● **Задания**
(A) Воспроизведите без изменений фрагмент статьи от «Книга Повесть о» до «голубей и нежней.» включительно.
(B) Переведите на английский язык предложение из статьи: «Яблонский крепко спал, скрестив на груди руки».
(C) Подхватите статью о путешествии по Каспию и напишите её продолжение, начиная после последнего приведённого предложения.

Книга Повесть о жизни - Константин Георгиевич Паустовский
Шрифт:
Интервал:
Закладка:
Счастье – категория вечная. Петрарка не был бы счастливее оттого, что услышал голос Лауры записанным на пленку. Цивилизация только тогда даст свои великолепнейшие плоды, когда народы – только сами народы и никто больше – будут хозяевами жизни и распорядителями своей судьбы.
В Доссоре, сидя на бревнах на дамбе и вдыхая душную тьму закаспийской ночи, мы говорили о покорении пустынь.
Потом у себя в комнате я читал допоздна затрепанную книгу стихов незнакомого мне тогда поэта Липскерова – «Песок и розы». Кто-то из постоянно менявшихся жильцов комнаты забыл эту книгу в ящике стола и уехал.
Я читал медленно, повторяя и скандируя про себя строки его стихов о Средней Азии и Самарканде:
На земле нету места грозней твоего Регистана,
На земле нету места его голубей и нежней.
Возле синих преддверий читаю стихи из Корана,
Винограды лежат под копытами мирных коней…
Яблонский крепко спал, скрестив на груди руки. Тишина ночной пустыни тонко пела в ушах. Только по временам было слышно, как на озере сопели бессонные насосы, откачивая из безжизненных недр земли липкую нефть.
Все дальнейшее путешествие по Каспию описано мною в книге «Кара-Бугаз» и в нескольких очерках.
Вся беда книг такого рода, как эта, то есть автобиографий, заключается в том, что в них почти невозможно избежать повторений.
Объясняется это тем, что все вещи, созданные писателями, в значительной степени автобиографичны.
Правильно, но несколько грубо сказал мне по этому поводу писатель Александр Георгиевич Малышкин:
– Я рассовал всю свою жизнь по разным рассказам и романам. И ничего даже не оставил себе, чтобы рассказать при случае любимой женщине или друзьям. Ужасно глупо! Как у Блока, помните? «Жизнь давно сожжена и рассказана, только первая снится любовь».

● **Фрагменты записей**

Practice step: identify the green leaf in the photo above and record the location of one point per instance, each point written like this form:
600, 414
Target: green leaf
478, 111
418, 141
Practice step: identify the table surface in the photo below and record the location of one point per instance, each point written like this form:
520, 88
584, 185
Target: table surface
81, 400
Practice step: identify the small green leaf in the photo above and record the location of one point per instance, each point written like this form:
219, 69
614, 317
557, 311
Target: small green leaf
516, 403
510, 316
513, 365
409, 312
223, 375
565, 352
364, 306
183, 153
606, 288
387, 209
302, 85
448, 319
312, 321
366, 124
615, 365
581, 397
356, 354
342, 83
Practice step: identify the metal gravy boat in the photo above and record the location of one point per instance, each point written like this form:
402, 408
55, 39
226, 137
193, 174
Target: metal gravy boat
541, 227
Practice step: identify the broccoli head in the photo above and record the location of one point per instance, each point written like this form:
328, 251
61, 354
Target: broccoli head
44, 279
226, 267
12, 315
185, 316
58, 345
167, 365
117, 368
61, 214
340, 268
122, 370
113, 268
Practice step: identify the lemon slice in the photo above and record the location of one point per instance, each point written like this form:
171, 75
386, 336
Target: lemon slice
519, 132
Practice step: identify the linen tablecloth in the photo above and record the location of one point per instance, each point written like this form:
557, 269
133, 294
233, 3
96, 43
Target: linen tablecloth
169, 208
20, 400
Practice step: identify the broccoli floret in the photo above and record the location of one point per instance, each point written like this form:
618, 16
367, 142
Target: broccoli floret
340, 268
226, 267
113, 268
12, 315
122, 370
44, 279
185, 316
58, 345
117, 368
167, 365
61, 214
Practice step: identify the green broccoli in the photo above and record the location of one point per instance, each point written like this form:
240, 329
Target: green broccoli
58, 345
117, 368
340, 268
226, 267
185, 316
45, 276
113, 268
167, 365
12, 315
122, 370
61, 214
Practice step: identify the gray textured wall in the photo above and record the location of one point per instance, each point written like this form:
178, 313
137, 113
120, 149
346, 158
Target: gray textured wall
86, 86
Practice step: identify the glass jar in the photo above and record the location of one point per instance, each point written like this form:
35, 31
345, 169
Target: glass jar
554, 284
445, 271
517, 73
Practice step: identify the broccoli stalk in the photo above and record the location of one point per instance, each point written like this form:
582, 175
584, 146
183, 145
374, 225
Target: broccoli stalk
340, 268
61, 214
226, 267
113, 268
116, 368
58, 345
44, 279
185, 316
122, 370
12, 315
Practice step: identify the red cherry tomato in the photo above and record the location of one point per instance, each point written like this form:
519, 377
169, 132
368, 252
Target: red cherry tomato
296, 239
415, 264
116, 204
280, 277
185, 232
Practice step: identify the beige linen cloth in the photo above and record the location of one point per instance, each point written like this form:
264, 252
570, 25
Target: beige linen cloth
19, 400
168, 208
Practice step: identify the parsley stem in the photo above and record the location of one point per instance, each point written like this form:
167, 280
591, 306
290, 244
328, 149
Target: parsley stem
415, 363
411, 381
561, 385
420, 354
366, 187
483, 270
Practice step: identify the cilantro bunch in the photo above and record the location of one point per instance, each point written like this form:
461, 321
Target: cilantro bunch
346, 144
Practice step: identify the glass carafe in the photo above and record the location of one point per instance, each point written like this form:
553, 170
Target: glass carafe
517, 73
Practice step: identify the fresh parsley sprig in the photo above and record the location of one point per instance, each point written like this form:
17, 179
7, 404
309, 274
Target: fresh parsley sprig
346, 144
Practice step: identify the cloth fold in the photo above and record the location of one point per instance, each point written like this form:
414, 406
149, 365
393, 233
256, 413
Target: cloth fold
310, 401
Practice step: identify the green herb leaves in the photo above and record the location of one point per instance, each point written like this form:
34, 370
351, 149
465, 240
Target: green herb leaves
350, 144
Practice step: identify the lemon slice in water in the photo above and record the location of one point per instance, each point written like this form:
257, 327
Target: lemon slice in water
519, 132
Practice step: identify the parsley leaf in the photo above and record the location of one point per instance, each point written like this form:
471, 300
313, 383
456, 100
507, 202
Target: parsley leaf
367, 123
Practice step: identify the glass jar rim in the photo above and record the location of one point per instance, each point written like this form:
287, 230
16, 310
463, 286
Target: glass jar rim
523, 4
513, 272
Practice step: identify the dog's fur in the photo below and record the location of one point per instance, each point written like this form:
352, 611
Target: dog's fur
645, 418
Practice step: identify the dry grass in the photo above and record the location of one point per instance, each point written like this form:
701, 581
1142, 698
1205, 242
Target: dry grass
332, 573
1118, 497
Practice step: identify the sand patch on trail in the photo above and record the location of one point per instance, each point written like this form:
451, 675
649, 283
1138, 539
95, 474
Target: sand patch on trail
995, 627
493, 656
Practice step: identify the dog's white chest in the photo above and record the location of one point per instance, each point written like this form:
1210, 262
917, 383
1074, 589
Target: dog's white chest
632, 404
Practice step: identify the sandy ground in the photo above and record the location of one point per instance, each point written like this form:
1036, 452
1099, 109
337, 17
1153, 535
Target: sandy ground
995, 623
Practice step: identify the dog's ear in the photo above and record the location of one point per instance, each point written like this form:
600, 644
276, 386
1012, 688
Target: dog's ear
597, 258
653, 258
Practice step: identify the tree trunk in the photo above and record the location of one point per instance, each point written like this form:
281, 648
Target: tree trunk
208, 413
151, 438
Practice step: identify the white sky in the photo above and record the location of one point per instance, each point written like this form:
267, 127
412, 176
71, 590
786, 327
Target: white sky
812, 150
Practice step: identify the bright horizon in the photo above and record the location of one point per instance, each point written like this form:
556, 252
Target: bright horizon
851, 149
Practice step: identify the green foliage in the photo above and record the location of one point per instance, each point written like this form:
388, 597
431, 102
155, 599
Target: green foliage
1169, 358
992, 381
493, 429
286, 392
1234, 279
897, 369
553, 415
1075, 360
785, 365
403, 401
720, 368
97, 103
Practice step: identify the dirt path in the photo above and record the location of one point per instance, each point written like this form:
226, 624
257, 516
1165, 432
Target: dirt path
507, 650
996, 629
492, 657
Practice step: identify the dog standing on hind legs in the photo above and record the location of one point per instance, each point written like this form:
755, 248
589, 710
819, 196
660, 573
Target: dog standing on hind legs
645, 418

● **Ответы к заданиям**
(A)
Книга Повесть о жизни - Константин Георгиевич Паустовский
Шрифт:
Интервал:
Закладка:
Счастье – категория вечная. Петрарка не был бы счастливее оттого, что услышал голос Лауры записанным на пленку. Цивилизация только тогда даст свои великолепнейшие плоды, когда народы – только сами народы и никто больше – будут хозяевами жизни и распорядителями своей судьбы.
В Доссоре, сидя на бревнах на дамбе и вдыхая душную тьму закаспийской ночи, мы говорили о покорении пустынь.
Потом у себя в комнате я читал допоздна затрепанную книгу стихов незнакомого мне тогда поэта Липскерова – «Песок и розы». Кто-то из постоянно менявшихся жильцов комнаты забыл эту книгу в ящике стола и уехал.
Я читал медленно, повторяя и скандируя про себя строки его стихов о Средней Азии и Самарканде:
На земле нету места грозней твоего Регистана,
На земле нету места его голубей и нежней.

(B) Yablonsky was sound asleep, his arms crossed on his chest.

(C)
Поэтому я не буду повторять то, что читатель может прочесть в «Кара-Бугазе» или в очерках «Соляные купола» и «Великая Эмба».
Если кто-либо из читателей задумает сравнить «Кара-Бугаз» и эти очерки с теперешними моими воспоминаниями, то пусть его не удивляет некоторая несхожесть их друг с другом.
Объясняется это, очевидно, тем, что тогда я был молод и многоречив, а сейчас, с возрастом, стал, если можно так выразиться, молчаливее в своей прозе.
И, кроме того, теперешнее время бросило свой отблеск на прошлое, и прошлое предстало в новом виде, – иные краски померкли, а иные сгустились. Поэтому о поездке в Кара-Бугаз я ограничусь здесь самым коротким отчетом.
Из Гурьева я вернулся в Астрахань, а оттуда на таком же, как «Гелиотроп», престарелом пароходе (название его я забыл) поплыл в Мангышлак и Красноводск.
На этом пароходе были мачты, оснащенные, по-старинному, вантами. Пароход был тесен. Тепло от машины проникало во все его помещения, так же как и запах шашлыка из камбуза.
Море было тихое, светлое.
Крестьян на палубе уже не было, но весь день там пили кахетинское вино какие-то шумные и толстые люди. Они везли в Красноводск сто мешков с картошкой и ни за что не хотели продать хоть немного этой картошки пассажирам и команде.
Кончилось это тем, что перед Мангышлаком кто-то ночью распорол ножом несколько мешков с картошкой, и она, торопливо булькая, посыпалась в море под яростные вопли проснувшихся мешочников.
Я ждал кровопролития, но хозяева мешков неожиданно успокоились и, напевая какую-то песенку, начали зашивать суровыми нитками разрезанные мешки.
Мангышлак на первый взгляд был классическим пеклом. Единственное, что мирило с этим спекшимся от жары голым местом, было воспоминание о Тарасе Шевченко. Здесь он томился в каторжном батальоне, и здесь он не потерял ни крупицы своего таланта, доброты и своей любви к Украине. Это казалось чудом, но это было так.
Дальше к югу мы шли вдоль берегов таких безлюдных и однообразных, что все невольно отводили от них глаза.
Куполом из неясных испарений прошел по горизонту Кара-Бугаз, а потом за черными зубцами скал Уфра открылся Красноводск – пасть огнедышащего дракона, жерло испепеленной Азии с ее гипсовой землей и воздухом, густым и вязким, как глицерин.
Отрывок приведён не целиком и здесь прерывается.